== Segment start ==
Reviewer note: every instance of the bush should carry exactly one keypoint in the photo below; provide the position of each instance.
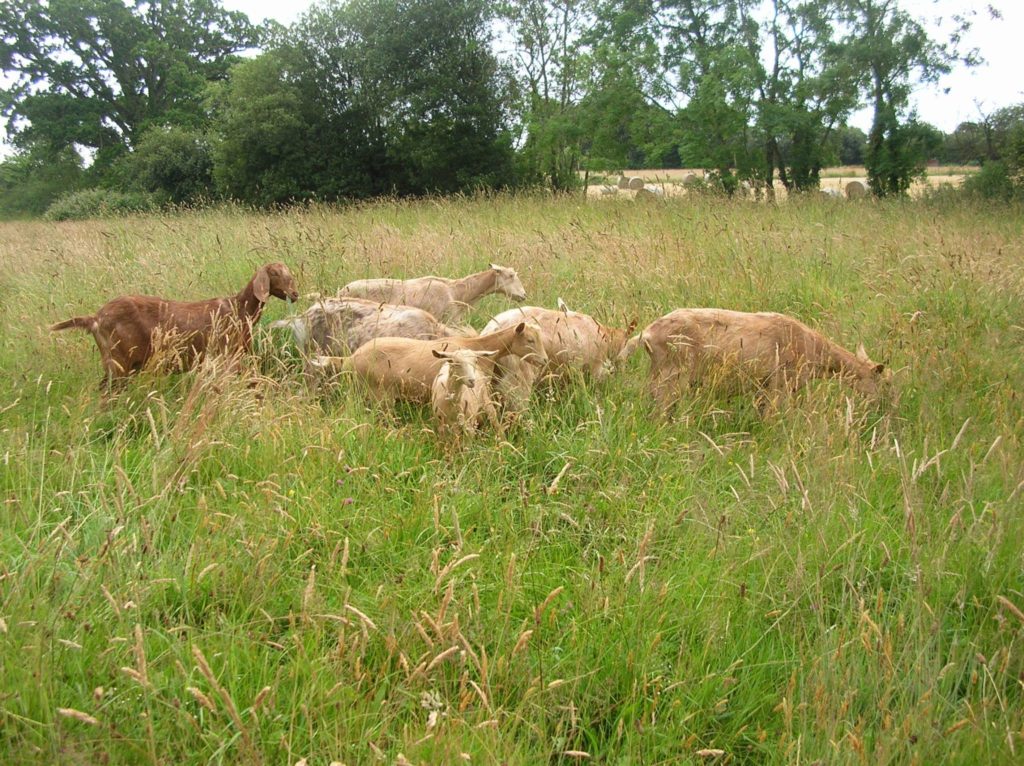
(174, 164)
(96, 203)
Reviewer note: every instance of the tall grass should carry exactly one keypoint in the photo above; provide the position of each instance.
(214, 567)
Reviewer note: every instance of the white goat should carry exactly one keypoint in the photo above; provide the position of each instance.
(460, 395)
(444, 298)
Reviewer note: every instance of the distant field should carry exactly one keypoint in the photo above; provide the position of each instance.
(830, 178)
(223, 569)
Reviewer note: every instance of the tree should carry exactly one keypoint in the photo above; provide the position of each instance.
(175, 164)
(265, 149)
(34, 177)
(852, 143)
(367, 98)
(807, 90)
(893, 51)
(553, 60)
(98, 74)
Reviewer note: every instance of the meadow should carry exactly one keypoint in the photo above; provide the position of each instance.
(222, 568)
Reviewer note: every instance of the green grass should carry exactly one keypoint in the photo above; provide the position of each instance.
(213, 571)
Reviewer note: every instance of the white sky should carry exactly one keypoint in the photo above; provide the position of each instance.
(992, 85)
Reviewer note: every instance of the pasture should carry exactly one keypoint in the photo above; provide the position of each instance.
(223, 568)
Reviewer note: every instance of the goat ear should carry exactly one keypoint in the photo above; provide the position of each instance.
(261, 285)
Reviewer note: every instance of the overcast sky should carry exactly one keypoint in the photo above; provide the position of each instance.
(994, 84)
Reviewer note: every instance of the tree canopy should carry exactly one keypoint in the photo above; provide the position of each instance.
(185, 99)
== Segment end ==
_What you will do_
What comes back should match the records exactly, minus any pictures.

_Result for this task_
Reviewer note: every instance of the bush should carry exactly one keypoint in the photo below; provide the position of each instance.
(174, 164)
(96, 203)
Reviewer note: every instance of the tall grass should carry exactly one keypoint in the photo above; provide the position of each instance.
(214, 567)
Reviewer note: every instance of the white goat should carry exactly one keypoint in the photo above; provide the position of each instance.
(460, 395)
(444, 298)
Reviewer note: every instance of the distant field should carry exactly one keypoint in the photo above; provide the position of each instance.
(830, 178)
(223, 569)
Reviewer note: every instance of the tree should carry exactly one keypoint in the photo above; provide the position of each instance.
(175, 164)
(265, 149)
(34, 177)
(852, 143)
(367, 98)
(807, 90)
(893, 51)
(553, 60)
(98, 74)
Reviewer note: every instance of the meadow should carry exactly one keypoint in the photo above; provide the position of each instance.
(222, 568)
Reviewer note: every instance of the green grass should carry exactly one keypoint in the photo above; provide the position of each instance.
(213, 571)
Reviewer note: every instance of the white sky should carry exactly one keypoint in the photo above; provide the position of each instance.
(992, 85)
Reviewer note: every instance of the pasture should carry exactly one keypoint in the photo above; provide the position of each instance.
(223, 568)
Reviewer note: every instance of the goat ear should carry exactly one keypoint in the photo above; provide the position of each instance.
(261, 285)
Reviewer note: every instance of the overcast sky should carry exactly one keypoint in the photo above; provide the position of each instance.
(994, 84)
Reviewer note: every instance of the tree canopy should carry exactly one keypoint in the photo above; provide the position of each instance.
(185, 99)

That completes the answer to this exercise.